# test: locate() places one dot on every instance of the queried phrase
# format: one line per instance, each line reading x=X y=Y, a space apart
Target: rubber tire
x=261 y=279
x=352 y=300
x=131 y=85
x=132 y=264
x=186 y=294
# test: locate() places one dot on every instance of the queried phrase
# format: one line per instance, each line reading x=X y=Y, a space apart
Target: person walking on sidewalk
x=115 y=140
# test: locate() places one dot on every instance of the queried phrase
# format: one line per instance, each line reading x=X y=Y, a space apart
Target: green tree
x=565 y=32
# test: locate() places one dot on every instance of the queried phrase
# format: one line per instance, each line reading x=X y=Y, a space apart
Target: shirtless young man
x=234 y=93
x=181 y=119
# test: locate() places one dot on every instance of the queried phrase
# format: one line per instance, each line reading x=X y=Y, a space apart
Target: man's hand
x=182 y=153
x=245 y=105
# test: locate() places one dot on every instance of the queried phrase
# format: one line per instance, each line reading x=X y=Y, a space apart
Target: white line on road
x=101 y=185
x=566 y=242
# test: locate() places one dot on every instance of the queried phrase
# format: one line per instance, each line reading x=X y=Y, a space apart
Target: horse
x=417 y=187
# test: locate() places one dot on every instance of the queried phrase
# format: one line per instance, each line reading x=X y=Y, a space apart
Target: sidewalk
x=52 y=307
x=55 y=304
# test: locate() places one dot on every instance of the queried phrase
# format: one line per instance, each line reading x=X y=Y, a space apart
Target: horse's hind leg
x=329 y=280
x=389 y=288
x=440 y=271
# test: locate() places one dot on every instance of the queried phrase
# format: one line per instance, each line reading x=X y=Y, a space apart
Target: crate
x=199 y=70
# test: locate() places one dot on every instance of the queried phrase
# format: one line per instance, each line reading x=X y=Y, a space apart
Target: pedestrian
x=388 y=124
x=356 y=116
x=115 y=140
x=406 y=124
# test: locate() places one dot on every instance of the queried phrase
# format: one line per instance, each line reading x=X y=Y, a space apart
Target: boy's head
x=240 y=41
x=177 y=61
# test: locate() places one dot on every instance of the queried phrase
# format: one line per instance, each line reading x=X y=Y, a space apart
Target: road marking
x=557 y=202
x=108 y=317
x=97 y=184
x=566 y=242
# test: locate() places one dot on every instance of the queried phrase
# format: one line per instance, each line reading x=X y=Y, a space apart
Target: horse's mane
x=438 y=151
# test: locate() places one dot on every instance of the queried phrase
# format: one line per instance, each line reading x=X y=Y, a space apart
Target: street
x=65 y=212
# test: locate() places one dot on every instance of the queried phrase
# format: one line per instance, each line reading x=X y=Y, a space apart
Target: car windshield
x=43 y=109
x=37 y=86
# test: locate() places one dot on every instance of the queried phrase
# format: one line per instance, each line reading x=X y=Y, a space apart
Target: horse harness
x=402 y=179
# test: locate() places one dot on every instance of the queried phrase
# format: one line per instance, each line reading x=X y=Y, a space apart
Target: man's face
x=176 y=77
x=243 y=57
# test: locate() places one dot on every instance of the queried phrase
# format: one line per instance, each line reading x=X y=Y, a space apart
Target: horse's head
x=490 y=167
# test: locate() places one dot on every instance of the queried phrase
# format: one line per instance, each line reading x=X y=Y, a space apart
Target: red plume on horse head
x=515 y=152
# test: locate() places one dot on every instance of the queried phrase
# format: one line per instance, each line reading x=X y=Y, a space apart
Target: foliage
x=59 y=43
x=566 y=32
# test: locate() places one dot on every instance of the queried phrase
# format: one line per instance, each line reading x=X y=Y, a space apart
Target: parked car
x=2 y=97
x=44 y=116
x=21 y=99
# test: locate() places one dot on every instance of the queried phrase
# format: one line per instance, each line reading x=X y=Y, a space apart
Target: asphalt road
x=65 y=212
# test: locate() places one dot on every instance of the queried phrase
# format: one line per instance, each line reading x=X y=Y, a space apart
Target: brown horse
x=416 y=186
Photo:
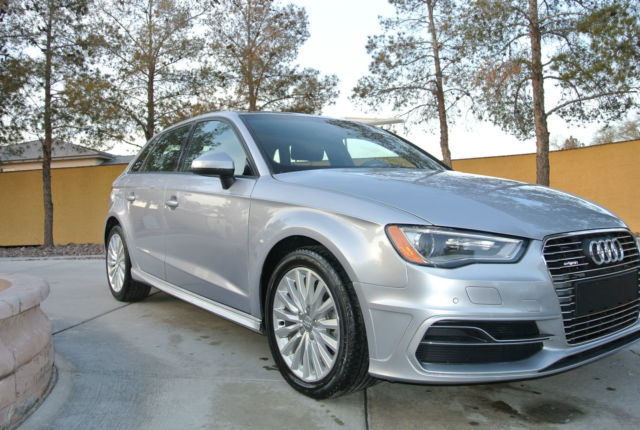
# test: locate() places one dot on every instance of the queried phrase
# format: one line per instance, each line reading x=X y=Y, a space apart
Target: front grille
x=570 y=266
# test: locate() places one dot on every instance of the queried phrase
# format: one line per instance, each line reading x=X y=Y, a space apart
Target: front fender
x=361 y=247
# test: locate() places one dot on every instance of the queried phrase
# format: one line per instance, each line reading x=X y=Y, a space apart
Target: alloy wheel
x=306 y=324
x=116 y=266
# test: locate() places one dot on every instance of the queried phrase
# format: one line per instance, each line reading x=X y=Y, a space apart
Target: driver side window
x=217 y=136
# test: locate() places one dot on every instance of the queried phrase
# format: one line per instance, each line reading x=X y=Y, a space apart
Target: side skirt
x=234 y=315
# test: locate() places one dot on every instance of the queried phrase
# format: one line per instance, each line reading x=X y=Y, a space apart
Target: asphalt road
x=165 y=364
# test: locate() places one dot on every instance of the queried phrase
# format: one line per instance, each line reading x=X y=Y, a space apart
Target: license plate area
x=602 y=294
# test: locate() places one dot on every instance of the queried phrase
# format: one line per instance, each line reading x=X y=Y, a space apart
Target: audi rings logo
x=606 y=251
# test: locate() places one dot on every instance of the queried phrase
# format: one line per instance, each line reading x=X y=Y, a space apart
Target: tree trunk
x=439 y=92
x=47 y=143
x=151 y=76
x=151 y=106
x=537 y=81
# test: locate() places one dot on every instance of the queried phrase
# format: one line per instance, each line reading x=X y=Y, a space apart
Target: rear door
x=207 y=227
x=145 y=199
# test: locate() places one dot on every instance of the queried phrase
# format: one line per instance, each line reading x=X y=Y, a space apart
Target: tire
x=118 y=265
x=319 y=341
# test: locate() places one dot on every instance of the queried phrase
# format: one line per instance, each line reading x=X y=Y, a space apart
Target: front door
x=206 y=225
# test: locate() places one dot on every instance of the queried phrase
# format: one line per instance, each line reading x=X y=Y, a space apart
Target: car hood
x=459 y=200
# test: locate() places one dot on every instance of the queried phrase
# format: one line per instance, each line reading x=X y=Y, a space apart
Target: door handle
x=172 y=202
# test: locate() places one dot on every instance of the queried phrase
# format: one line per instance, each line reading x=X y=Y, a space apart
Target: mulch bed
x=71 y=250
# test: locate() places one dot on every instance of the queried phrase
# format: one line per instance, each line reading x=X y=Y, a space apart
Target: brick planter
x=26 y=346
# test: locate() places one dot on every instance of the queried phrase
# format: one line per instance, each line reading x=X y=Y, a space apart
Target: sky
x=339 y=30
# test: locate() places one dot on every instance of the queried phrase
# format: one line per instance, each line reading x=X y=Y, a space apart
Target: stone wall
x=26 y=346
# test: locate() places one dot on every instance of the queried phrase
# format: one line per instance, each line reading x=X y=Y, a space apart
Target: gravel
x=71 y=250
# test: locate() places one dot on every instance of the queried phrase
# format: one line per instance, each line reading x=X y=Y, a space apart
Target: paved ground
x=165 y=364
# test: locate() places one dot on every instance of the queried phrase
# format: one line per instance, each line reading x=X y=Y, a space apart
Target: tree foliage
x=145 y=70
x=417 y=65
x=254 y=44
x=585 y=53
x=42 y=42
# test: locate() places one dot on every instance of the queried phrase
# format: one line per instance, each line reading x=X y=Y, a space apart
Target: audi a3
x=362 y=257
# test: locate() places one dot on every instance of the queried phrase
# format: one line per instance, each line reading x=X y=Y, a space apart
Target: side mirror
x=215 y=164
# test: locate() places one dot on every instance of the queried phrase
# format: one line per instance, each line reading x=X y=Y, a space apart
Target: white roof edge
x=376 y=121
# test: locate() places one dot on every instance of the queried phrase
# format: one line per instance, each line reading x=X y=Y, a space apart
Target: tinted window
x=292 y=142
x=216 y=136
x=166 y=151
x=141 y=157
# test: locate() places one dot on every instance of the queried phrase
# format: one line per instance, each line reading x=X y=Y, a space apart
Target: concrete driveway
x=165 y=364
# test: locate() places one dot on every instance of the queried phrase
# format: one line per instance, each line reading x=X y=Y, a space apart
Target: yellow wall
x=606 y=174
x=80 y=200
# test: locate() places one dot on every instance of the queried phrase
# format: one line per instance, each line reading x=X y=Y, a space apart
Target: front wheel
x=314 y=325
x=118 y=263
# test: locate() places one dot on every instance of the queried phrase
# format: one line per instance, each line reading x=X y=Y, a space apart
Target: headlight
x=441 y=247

____

#### [Written task]
Return the lines from the start of the records through the line that contains "x=186 y=294", inclusive, with each line repeated exactly.

#### [Exercise output]
# test: locate() places one dot on every instance of the queried phrase
# format: one line per instance, each line reading x=X y=Y, a space apart
Target: rubber tire
x=261 y=279
x=352 y=300
x=131 y=85
x=132 y=264
x=186 y=294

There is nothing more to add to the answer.